## TASK REQUIREMENTS
When you reach the line in the listing below that contains "locate the ground", begin returning lines exactly as written, and stop after the line that contains "cherry tomato here.". Return no other lines.

==== DATA ====

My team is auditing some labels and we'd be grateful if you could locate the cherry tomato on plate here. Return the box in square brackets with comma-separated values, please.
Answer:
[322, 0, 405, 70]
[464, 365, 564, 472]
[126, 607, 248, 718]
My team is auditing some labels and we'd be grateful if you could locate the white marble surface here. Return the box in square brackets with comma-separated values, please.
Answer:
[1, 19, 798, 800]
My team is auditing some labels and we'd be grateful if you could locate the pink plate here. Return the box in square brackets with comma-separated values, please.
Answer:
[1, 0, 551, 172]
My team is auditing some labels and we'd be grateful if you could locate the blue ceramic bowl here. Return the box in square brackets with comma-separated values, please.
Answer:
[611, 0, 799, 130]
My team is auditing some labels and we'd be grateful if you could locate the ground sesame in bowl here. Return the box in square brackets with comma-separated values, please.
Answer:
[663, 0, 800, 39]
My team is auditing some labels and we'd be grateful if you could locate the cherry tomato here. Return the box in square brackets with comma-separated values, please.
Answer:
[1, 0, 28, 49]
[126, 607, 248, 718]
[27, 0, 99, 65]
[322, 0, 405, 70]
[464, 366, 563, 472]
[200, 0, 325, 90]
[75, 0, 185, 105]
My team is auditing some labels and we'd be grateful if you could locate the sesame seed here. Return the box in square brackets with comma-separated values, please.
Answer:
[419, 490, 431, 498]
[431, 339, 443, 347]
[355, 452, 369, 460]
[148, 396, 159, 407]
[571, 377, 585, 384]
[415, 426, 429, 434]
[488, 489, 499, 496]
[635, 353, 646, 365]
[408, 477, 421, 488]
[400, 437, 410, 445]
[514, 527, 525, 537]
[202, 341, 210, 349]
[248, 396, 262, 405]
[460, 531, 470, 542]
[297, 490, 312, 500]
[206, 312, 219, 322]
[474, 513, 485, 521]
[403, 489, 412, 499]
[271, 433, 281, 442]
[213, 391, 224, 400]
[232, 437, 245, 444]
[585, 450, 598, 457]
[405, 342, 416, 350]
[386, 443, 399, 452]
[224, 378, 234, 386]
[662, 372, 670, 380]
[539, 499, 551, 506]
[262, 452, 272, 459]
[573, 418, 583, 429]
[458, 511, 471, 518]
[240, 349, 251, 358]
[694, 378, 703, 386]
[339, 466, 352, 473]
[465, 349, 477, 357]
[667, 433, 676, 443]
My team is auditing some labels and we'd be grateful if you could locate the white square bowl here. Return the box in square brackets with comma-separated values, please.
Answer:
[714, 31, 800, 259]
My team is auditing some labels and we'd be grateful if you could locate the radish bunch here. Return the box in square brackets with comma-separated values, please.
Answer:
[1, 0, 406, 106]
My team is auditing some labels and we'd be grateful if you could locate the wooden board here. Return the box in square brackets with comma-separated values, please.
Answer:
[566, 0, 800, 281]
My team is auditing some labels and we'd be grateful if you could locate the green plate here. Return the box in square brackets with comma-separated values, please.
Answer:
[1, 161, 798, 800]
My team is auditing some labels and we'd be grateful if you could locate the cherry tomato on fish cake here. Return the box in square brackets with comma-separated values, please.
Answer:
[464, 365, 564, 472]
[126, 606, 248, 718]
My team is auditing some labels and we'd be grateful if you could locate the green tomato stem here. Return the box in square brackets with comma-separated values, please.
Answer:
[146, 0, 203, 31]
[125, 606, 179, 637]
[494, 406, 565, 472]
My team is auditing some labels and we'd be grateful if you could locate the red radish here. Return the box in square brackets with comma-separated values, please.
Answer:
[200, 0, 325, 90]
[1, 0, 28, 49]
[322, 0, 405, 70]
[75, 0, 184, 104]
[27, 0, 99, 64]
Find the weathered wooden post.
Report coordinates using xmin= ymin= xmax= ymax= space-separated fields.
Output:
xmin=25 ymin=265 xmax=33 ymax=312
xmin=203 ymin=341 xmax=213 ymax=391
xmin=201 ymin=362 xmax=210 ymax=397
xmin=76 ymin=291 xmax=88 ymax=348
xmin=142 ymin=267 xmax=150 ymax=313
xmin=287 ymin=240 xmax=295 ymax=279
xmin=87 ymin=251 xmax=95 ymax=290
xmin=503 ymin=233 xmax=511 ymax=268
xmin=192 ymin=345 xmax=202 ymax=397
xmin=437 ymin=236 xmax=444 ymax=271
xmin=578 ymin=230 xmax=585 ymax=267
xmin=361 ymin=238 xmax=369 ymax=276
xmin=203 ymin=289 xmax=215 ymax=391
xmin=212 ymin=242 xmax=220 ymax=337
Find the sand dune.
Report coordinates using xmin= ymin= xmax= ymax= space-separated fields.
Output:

====

## EXERCISE ANSWER
My team is auditing some labels and we'd be grateful if you could locate the ground sesame in bowl here. Return the box in square brackets with comma-separated values, please.
Answer:
[663, 0, 800, 39]
My team is auditing some labels and we'd be grateful if you could locate the cherry tomato here. Return the box in square brackets with comma-separated values, please.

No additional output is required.